◆ Records for the exercise
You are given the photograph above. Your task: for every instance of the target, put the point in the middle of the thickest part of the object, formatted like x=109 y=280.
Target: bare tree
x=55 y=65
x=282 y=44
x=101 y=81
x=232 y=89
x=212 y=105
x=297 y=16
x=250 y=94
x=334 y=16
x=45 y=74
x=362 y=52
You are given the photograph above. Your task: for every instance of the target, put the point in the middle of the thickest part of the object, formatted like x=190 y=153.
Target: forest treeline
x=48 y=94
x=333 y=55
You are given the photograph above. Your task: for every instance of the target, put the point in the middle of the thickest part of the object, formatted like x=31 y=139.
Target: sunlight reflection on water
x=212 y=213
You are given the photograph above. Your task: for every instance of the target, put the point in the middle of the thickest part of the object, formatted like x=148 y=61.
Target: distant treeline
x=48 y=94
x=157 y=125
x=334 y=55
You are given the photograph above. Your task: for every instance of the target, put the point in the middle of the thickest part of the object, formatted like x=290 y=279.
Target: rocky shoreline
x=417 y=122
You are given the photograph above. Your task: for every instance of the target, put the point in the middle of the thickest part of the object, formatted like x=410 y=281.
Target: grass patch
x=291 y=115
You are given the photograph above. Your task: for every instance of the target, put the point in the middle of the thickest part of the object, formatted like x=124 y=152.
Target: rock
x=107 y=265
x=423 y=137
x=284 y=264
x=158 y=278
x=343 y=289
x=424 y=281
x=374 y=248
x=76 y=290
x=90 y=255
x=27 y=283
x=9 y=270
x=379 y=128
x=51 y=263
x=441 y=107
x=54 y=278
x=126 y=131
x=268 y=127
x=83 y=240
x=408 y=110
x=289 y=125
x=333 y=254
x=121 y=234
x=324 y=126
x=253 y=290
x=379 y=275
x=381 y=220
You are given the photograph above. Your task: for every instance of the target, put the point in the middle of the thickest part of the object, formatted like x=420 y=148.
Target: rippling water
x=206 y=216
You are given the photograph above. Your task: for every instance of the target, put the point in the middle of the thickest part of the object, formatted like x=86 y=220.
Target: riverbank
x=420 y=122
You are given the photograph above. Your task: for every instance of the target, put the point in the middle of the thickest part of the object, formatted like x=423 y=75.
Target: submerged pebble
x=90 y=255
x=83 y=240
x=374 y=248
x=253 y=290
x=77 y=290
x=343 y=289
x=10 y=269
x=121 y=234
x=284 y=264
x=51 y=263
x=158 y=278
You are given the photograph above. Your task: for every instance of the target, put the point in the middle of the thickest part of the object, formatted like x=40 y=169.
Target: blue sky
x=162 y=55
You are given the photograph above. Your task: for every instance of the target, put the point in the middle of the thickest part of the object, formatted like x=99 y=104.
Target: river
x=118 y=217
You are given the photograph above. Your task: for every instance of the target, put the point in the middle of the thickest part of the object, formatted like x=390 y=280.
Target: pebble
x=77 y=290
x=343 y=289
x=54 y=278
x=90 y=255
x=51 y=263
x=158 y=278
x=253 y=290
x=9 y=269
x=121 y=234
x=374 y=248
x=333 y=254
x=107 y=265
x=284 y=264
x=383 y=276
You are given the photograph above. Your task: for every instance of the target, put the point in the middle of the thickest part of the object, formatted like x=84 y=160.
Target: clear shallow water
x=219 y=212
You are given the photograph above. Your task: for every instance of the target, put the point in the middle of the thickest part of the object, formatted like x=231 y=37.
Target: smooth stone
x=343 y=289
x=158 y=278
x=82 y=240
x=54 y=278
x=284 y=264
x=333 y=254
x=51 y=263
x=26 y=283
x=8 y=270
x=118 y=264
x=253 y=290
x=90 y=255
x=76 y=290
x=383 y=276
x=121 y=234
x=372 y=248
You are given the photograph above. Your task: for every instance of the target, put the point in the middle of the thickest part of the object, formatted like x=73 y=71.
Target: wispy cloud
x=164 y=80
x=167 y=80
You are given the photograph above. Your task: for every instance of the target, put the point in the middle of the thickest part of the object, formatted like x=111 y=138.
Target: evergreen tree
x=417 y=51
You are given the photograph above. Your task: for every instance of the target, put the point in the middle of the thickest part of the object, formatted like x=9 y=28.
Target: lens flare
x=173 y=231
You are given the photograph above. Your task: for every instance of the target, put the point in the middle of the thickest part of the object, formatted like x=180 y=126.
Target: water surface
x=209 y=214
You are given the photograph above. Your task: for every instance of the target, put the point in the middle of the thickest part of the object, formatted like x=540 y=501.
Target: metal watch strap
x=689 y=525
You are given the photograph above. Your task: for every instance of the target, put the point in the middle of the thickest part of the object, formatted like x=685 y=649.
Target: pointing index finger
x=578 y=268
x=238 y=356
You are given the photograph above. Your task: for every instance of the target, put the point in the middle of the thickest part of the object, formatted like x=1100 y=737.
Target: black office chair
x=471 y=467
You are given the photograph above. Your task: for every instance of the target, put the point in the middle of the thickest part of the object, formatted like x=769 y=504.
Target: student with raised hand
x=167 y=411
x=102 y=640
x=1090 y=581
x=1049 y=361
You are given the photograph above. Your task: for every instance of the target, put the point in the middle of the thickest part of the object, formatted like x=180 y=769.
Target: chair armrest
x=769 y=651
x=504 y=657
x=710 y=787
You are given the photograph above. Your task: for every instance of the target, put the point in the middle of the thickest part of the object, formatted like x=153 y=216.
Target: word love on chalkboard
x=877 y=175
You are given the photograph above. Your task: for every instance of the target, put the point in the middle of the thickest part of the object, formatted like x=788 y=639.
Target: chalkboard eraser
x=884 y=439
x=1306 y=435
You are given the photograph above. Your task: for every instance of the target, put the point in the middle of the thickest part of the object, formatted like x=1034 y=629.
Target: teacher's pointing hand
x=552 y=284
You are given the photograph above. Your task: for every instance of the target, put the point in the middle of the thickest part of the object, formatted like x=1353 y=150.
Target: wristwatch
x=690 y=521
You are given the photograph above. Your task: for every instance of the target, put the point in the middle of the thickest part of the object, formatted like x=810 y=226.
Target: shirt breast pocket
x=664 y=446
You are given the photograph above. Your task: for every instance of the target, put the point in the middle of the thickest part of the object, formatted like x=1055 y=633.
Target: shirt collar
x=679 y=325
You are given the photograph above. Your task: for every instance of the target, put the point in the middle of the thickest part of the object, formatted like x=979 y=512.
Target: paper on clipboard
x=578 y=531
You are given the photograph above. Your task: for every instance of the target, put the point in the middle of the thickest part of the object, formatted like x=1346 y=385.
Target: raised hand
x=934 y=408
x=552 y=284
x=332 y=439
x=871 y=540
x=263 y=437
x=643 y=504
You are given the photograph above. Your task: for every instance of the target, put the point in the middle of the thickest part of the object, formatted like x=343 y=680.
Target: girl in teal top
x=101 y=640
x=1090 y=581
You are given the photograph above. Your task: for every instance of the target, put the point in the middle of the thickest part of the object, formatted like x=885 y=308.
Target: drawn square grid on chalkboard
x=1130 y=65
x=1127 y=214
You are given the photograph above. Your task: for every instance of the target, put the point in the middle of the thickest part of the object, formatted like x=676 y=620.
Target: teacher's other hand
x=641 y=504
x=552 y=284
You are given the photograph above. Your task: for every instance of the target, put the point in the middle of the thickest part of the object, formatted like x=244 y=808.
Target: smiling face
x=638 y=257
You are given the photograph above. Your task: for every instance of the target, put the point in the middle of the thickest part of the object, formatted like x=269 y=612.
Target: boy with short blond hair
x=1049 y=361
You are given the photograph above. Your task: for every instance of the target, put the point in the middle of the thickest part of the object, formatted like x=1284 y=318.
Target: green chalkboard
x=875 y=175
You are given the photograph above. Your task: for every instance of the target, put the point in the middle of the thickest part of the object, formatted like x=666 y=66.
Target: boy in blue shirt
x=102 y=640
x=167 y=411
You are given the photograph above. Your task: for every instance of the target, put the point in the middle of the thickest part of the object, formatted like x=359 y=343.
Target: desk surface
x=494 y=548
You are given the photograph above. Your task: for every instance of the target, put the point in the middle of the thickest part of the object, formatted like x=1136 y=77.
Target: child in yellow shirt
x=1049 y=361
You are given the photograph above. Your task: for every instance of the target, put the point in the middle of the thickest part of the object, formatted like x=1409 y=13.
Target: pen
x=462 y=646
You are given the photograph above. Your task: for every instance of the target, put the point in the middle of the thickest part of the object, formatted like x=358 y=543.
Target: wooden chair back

◆ Work instructions
Copy out word for word the lines above, starting with the line that contains "like x=410 y=281." and going on through the line that contains "x=291 y=115", with both of those lines included.

◆ Answer to this task
You are given the photograph above. Your task: for every instance of the target, put the point in the middle of the thickest part of the object, formatted like x=410 y=281.
Target: grass patch
x=291 y=115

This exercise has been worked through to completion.